**Exercise requirements:** Report every line in the material below that contains the word "field", copying each such line in full.

**Records provided:**
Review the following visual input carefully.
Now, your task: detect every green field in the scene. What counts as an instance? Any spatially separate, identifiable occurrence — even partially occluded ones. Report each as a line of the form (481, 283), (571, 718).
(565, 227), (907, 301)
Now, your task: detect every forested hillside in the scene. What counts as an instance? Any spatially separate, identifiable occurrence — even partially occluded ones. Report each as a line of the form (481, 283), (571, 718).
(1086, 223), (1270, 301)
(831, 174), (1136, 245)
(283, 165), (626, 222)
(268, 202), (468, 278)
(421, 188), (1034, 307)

--

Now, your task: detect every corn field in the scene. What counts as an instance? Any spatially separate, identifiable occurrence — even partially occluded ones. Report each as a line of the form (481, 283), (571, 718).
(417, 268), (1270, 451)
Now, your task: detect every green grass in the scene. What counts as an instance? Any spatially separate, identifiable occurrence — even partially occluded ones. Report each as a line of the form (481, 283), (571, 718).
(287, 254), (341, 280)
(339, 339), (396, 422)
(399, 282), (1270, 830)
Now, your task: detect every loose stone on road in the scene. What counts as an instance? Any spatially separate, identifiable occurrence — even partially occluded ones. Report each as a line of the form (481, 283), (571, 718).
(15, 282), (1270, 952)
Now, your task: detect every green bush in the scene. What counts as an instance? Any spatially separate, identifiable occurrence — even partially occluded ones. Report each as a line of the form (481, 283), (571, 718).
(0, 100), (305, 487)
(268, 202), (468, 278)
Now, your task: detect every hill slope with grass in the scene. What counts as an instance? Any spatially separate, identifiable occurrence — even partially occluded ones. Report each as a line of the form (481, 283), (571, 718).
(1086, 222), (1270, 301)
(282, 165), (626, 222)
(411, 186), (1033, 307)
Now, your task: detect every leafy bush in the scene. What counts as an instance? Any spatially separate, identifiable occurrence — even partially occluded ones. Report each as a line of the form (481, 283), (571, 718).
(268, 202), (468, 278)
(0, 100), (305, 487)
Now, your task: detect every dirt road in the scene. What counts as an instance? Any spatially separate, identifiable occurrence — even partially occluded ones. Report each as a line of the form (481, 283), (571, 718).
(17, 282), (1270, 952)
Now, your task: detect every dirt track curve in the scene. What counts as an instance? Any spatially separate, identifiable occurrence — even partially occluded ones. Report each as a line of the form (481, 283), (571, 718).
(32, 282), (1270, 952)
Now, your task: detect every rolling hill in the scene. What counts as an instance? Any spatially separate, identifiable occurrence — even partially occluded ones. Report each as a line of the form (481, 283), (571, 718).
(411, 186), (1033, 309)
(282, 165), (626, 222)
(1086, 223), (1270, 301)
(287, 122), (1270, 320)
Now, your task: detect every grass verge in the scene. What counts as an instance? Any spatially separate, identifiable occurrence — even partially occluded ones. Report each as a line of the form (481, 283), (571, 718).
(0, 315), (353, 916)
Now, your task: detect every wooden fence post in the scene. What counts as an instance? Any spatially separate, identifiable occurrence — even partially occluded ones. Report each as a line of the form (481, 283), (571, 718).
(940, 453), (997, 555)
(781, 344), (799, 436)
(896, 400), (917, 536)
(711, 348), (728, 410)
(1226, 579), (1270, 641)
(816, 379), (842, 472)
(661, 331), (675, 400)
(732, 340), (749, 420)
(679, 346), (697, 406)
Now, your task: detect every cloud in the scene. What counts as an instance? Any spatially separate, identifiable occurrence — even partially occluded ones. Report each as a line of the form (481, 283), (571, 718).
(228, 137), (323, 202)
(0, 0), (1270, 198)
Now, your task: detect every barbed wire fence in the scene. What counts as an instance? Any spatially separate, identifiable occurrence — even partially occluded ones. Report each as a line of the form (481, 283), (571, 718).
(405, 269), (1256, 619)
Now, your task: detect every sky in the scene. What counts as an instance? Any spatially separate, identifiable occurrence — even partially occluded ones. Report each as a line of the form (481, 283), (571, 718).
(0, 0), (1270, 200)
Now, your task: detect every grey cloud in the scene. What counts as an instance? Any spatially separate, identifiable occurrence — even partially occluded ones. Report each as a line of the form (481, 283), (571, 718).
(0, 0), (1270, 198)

**Exercise answer:**
Now, your task: detect every green field in the scene. What counts as an instance? Any spatially separate, identifiable occurrence — even partially occluded ones. Report each as a line of the form (481, 283), (571, 718).
Now, your task: detect every corn field in the scene. What counts as an instance? Any spatially separate, identifiable occurrence — even partially occluded ones. Report each as a line of the form (481, 283), (571, 718).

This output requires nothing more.